Senior Software Engineer – LLM Evaluation & Repository Validation

Part-time • Turing

Role overview

This role focuses on building and evaluating large language model (LLM) training and evaluation datasets based on real-world software engineering tasks derived from public repository histories. The work centers on creating verifiable software engineering tasks using a synthetic, human-in-the-loop approach, while expanding dataset coverage across programming languages and difficulty levels.

You will contribute as an experienced software engineer working with high-quality, widely used public repositories. The role combines hands-on engineering tasks—such as repository setup, issue triaging, and test coverage evaluation—with collaboration alongside researchers working on LLM evaluation.

What you’ll actually be doing

Analyze and triage GitHub issues across trending open-source libraries.
Set up and configure code repositories, including Dockerization and environment setup.
Evaluate unit test coverage and overall test quality.
Modify and run codebases locally to assess LLM performance in bug-fixing scenarios.
Collaborate with researchers to design and identify repositories and issues that are challenging for LLMs.
Contribute to development environment automation and software pipeline setup.
Lead junior engineers in collaborative project work when applicable.

Who this role is for

Software engineers at a tech lead level.
Engineers familiar with high-quality public GitHub repositories.
Professionals who have worked with well-maintained, widely used repositories with 500+ stars.
Engineers comfortable working hands-on with real-world codebases.

Who this role is likely NOT for

Engineers without experience working in established public repositories.

## TASKS TO PERFORM
(a) Please transcribe the job posting from "You will contribute" to "software pipeline setup.", inclusive.
(b) Using the job posting, answer these:
(i) What work schedule is listed for the role?
(ii) What minimum star count is given for the repositories candidates should have worked with?
(iii) With whom does the engineer collaborate to find repositories and issues that are challenging for LLMs?
(c) Resume the job posting on LLM evaluation and repository validation, picking up right after its last line.

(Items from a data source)
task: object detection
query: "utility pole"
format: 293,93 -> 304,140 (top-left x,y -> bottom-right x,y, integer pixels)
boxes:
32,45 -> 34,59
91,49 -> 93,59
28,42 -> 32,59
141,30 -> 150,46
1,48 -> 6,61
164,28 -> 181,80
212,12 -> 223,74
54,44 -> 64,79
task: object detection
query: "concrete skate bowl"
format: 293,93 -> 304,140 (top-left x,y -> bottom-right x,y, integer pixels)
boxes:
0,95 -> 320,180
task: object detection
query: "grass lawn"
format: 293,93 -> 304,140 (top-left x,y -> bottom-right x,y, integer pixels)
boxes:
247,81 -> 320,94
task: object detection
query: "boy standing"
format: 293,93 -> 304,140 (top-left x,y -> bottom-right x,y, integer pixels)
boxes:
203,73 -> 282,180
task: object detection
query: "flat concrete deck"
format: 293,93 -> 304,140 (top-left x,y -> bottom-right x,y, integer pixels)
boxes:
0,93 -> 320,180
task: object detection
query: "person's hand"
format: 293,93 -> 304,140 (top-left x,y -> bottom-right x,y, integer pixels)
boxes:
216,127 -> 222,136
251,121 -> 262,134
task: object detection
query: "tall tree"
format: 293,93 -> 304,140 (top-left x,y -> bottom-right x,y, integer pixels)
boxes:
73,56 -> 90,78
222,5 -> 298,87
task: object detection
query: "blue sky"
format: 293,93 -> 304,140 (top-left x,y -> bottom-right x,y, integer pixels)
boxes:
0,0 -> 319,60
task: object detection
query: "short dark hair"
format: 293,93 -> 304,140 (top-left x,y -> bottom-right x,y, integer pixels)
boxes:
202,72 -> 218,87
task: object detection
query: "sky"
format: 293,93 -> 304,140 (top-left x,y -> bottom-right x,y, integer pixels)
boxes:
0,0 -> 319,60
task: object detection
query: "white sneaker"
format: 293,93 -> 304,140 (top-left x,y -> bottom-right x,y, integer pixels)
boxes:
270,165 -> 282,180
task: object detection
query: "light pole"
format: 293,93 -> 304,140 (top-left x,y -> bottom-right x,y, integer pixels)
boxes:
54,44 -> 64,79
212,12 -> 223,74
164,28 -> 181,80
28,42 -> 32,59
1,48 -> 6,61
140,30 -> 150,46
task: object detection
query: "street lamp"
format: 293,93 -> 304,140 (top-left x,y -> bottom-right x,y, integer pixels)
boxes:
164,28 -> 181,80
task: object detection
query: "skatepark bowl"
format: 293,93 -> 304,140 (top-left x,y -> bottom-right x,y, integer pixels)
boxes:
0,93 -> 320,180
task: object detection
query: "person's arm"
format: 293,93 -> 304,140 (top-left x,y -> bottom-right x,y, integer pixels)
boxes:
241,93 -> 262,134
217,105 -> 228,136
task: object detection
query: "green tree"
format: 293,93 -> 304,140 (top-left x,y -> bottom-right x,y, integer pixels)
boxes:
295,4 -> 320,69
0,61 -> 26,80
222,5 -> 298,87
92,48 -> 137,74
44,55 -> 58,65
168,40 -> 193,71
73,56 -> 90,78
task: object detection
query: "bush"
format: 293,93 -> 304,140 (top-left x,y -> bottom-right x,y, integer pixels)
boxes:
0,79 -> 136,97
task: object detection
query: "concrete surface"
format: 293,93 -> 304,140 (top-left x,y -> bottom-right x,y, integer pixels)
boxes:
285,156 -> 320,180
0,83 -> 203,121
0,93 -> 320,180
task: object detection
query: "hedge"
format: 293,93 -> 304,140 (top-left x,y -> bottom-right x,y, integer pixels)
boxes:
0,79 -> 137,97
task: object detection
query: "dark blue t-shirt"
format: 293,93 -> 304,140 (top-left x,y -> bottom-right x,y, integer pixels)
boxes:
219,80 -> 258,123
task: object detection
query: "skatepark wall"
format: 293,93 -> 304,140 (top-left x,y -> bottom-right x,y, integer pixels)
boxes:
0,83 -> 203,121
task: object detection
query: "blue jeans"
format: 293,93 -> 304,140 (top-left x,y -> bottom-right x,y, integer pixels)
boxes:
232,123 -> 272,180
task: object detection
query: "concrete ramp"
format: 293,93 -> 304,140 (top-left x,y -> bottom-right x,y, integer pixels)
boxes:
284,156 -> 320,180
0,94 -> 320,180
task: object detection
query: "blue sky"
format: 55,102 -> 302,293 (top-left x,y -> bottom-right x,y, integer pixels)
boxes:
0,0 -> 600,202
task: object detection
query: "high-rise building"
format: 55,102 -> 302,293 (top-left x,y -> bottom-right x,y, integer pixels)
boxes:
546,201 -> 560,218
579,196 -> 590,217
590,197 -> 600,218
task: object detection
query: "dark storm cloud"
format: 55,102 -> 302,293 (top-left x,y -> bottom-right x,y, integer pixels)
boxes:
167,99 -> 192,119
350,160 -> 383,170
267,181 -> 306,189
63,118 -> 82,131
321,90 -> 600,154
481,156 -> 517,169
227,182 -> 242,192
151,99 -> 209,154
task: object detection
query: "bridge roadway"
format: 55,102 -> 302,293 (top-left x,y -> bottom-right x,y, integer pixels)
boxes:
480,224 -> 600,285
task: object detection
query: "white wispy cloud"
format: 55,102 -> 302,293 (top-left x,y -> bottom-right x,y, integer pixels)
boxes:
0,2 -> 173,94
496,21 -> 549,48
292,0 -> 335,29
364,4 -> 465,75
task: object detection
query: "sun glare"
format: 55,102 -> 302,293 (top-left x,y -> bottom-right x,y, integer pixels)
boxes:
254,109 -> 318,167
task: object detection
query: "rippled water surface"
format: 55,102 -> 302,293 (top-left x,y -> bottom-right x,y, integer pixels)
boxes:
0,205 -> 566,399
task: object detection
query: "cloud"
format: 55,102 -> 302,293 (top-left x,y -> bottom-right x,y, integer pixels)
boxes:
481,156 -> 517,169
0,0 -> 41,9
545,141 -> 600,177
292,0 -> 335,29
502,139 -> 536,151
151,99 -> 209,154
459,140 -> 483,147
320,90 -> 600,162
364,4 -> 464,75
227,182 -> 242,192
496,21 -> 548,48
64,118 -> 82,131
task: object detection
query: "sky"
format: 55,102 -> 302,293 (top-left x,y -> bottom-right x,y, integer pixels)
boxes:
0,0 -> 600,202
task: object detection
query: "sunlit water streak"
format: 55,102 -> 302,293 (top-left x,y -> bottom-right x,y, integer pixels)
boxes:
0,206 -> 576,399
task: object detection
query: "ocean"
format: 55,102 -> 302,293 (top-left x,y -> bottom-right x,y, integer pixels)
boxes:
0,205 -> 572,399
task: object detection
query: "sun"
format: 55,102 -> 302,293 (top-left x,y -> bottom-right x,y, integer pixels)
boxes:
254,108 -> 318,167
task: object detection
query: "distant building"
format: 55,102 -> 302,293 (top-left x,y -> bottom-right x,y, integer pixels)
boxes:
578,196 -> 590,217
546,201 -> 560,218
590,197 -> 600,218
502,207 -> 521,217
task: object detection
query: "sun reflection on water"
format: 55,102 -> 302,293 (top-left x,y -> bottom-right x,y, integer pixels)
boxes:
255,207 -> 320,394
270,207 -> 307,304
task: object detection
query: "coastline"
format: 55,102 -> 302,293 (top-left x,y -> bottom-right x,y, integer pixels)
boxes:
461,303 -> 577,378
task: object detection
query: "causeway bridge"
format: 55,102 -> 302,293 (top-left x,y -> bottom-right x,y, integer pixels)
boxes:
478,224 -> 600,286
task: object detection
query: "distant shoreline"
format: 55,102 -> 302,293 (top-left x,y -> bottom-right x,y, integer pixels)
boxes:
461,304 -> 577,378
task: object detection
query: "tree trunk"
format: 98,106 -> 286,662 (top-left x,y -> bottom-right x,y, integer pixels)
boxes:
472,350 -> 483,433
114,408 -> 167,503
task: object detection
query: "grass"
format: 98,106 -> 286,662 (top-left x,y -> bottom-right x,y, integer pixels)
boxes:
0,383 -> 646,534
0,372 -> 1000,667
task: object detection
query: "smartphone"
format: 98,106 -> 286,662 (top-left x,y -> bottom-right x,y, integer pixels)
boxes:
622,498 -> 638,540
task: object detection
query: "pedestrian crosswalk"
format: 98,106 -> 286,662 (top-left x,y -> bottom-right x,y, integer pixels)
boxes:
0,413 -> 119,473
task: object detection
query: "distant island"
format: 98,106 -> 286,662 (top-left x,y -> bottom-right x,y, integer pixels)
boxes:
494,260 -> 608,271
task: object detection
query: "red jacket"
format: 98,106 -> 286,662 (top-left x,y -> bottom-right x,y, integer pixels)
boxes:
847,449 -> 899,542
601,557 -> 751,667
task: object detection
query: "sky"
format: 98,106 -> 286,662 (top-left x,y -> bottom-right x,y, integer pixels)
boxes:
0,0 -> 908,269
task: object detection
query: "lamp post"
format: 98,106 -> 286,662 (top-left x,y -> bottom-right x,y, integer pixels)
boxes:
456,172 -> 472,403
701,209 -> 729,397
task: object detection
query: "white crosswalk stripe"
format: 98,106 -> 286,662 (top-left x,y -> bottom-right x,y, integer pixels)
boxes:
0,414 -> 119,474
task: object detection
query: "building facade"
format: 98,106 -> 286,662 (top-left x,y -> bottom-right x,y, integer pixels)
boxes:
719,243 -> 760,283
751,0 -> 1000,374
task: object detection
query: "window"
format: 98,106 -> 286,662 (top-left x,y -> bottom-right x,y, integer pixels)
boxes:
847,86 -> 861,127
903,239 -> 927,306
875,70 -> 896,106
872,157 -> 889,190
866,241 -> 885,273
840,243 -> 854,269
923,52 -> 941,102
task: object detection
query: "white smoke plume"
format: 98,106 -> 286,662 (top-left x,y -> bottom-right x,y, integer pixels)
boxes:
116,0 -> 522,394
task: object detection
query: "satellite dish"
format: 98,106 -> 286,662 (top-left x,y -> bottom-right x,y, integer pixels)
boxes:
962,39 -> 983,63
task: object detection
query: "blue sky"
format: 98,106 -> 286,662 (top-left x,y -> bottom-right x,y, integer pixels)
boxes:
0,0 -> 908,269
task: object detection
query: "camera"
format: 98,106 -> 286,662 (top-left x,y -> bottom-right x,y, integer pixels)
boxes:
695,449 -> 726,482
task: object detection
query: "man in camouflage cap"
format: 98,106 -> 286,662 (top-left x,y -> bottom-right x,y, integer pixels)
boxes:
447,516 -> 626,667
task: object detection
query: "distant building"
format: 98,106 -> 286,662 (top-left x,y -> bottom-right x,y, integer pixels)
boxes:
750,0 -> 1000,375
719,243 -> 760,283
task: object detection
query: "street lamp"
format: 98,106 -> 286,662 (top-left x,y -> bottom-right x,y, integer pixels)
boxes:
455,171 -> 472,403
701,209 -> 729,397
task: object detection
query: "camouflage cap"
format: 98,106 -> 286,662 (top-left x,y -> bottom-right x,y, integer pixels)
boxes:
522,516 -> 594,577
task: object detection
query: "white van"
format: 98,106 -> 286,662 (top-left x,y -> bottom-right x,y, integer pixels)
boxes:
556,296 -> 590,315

## ANSWERS FOR THE TASKS
(a)
You will contribute as an experienced software engineer working with high-quality, widely used public repositories. The role combines hands-on engineering tasks—such as repository setup, issue triaging, and test coverage evaluation—with collaboration alongside researchers working on LLM evaluation.

What you’ll actually be doing

Analyze and triage GitHub issues across trending open-source libraries.
Set up and configure code repositories, including Dockerization and environment setup.
Evaluate unit test coverage and overall test quality.
Modify and run codebases locally to assess LLM performance in bug-fixing scenarios.
Collaborate with researchers to design and identify repositories and issues that are challenging for LLMs.
Contribute to development environment automation and software pipeline setup.

(b)
(i) Part-time.
(ii) 500+ stars.
(iii) Researchers.

(c)
Candidates who are not comfortable running, modifying, and testing real-world projects locally.
Professionals without proficiency in Git, Docker, or basic software pipeline setup.
Developers without strong experience in at least one of the listed programming languages.

Technical background

Strong experience with at least one of the following languages: Python, JavaScript, Java, Go, Rust, C/C++, C#, or Ruby.
Proficiency with Git, Docker, and basic software pipeline setup.
Ability to understand and navigate complex codebases.
Comfortable running, modifying, and testing real-world projects locally.
Experience contributing to or evaluating open-source projects (preferred).
Previous participation in LLM research or evaluation projects (nice to have).
Experience building or testing developer tools or automation agents (nice to have).

Project scope

Duration: 3 months with expected start date next week.

Focused on building LLM evaluation and training datasets based on public repository histories.

Synthetic task creation using a human-in-the-loop approach.

Collaboration with researchers evaluating LLM interaction with real code.

Commitment required: 20 hours per week with some overlap with PST.